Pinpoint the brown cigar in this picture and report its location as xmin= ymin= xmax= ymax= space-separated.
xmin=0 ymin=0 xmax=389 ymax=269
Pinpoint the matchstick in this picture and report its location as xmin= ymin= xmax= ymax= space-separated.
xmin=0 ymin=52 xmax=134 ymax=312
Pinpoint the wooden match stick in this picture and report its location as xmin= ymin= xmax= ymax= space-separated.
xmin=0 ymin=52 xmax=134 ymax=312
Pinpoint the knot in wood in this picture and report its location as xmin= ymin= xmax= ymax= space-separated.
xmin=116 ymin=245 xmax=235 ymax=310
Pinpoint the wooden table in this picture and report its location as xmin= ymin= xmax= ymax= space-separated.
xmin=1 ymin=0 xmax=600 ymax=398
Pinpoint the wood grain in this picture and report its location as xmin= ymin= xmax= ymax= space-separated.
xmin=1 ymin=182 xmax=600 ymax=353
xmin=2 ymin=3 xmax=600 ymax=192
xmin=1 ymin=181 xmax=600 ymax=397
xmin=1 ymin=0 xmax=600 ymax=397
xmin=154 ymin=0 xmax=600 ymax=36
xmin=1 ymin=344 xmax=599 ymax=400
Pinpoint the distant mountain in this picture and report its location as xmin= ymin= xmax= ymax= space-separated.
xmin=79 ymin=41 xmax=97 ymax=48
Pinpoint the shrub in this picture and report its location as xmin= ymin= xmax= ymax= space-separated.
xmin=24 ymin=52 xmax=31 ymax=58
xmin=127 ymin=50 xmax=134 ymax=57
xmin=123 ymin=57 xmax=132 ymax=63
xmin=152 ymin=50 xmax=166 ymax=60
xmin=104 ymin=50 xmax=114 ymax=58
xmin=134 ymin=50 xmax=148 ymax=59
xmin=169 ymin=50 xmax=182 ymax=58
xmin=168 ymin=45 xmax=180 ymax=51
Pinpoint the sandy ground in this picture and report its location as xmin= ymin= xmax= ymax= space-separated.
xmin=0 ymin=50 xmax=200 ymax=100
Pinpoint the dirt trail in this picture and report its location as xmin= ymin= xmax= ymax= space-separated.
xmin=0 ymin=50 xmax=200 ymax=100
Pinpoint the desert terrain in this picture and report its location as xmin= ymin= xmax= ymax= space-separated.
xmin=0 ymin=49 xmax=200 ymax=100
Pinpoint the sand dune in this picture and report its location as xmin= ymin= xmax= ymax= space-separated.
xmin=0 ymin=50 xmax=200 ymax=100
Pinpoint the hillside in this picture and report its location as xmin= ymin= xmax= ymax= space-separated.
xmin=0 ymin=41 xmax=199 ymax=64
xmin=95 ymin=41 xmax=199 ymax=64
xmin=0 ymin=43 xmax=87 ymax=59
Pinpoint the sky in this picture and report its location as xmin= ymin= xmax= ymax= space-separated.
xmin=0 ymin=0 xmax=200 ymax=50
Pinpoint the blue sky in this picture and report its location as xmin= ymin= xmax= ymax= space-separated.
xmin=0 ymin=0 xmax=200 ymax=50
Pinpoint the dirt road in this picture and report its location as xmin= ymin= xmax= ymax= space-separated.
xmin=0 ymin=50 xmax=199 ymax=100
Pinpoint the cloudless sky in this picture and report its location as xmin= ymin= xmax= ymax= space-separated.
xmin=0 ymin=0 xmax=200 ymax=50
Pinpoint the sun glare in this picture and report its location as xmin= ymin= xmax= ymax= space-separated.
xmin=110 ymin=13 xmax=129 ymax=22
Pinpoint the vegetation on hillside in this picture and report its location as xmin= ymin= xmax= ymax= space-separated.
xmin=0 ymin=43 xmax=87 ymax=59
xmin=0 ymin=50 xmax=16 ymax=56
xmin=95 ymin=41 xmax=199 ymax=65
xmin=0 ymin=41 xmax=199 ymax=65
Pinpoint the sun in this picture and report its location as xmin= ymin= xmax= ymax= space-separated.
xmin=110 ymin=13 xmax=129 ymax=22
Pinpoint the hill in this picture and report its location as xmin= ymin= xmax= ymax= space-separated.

■ ■ ■ ■ ■

* _WHAT THIS TASK INVOLVES_
Copy out all of the material, word for word.

* _RESULT FOR THIS EXERCISE_
Pinpoint the brown cigar in this picture and report its location as xmin= ymin= xmax= ymax= space-separated.
xmin=0 ymin=0 xmax=389 ymax=269
Pinpoint the matchstick in this picture and report its location as xmin= ymin= xmax= ymax= space-separated.
xmin=0 ymin=52 xmax=134 ymax=312
Pinpoint the wooden match stick in this picture and report its location as xmin= ymin= xmax= ymax= space-separated.
xmin=0 ymin=52 xmax=134 ymax=312
Pinpoint the knot in wood in this picture and report its location as xmin= ymin= xmax= ymax= space-separated.
xmin=116 ymin=245 xmax=235 ymax=310
Pinpoint the wooden table in this picture and report its location as xmin= ymin= xmax= ymax= space-separated.
xmin=1 ymin=0 xmax=600 ymax=398
Pinpoint the wood grain in this picture and report its location as xmin= ymin= xmax= ymax= space-separated.
xmin=1 ymin=182 xmax=600 ymax=353
xmin=2 ymin=3 xmax=600 ymax=192
xmin=1 ymin=181 xmax=600 ymax=397
xmin=1 ymin=0 xmax=600 ymax=397
xmin=154 ymin=0 xmax=600 ymax=36
xmin=1 ymin=344 xmax=599 ymax=400
Pinpoint the distant mountain in this picture and report its location as xmin= ymin= xmax= ymax= space-separated.
xmin=79 ymin=41 xmax=97 ymax=48
Pinpoint the shrub in this picture and report its location as xmin= ymin= xmax= ymax= space-separated.
xmin=24 ymin=52 xmax=31 ymax=58
xmin=127 ymin=50 xmax=134 ymax=57
xmin=123 ymin=57 xmax=132 ymax=63
xmin=152 ymin=50 xmax=166 ymax=60
xmin=104 ymin=50 xmax=114 ymax=58
xmin=134 ymin=50 xmax=148 ymax=59
xmin=169 ymin=50 xmax=182 ymax=58
xmin=168 ymin=45 xmax=180 ymax=51
Pinpoint the sandy ground in this picture and report its location as xmin= ymin= xmax= ymax= space-separated.
xmin=0 ymin=50 xmax=200 ymax=100
Pinpoint the dirt trail in this picture and report its location as xmin= ymin= xmax= ymax= space-separated.
xmin=0 ymin=50 xmax=200 ymax=100
Pinpoint the desert terrain in this picture and report its location as xmin= ymin= xmax= ymax= space-separated.
xmin=0 ymin=49 xmax=200 ymax=100
Pinpoint the sand dune in this picture and report its location as xmin= ymin= xmax= ymax= space-separated.
xmin=0 ymin=50 xmax=200 ymax=100
Pinpoint the hillside in this picture and report its location as xmin= ymin= xmax= ymax= space-separated.
xmin=0 ymin=41 xmax=199 ymax=64
xmin=95 ymin=41 xmax=199 ymax=64
xmin=0 ymin=43 xmax=87 ymax=59
Pinpoint the sky in this picture and report its location as xmin= ymin= xmax= ymax= space-separated.
xmin=0 ymin=0 xmax=200 ymax=50
Pinpoint the blue sky in this picture and report its location as xmin= ymin= xmax= ymax= space-separated.
xmin=0 ymin=0 xmax=200 ymax=50
Pinpoint the dirt road in this picture and report its location as xmin= ymin= xmax= ymax= space-separated.
xmin=0 ymin=50 xmax=199 ymax=100
Pinpoint the cloudless sky in this picture and report its location as xmin= ymin= xmax= ymax= space-separated.
xmin=0 ymin=0 xmax=200 ymax=50
Pinpoint the sun glare in this picture and report its location as xmin= ymin= xmax= ymax= space-separated.
xmin=110 ymin=13 xmax=129 ymax=22
Pinpoint the vegetation on hillside in this picture and report its location as xmin= ymin= xmax= ymax= space-separated.
xmin=0 ymin=43 xmax=87 ymax=59
xmin=0 ymin=50 xmax=16 ymax=56
xmin=95 ymin=41 xmax=199 ymax=65
xmin=0 ymin=41 xmax=199 ymax=65
Pinpoint the sun in this picture and report its location as xmin= ymin= xmax= ymax= space-separated.
xmin=110 ymin=13 xmax=129 ymax=22
Pinpoint the hill in this picture and report its location as xmin= ymin= xmax= ymax= space-separated.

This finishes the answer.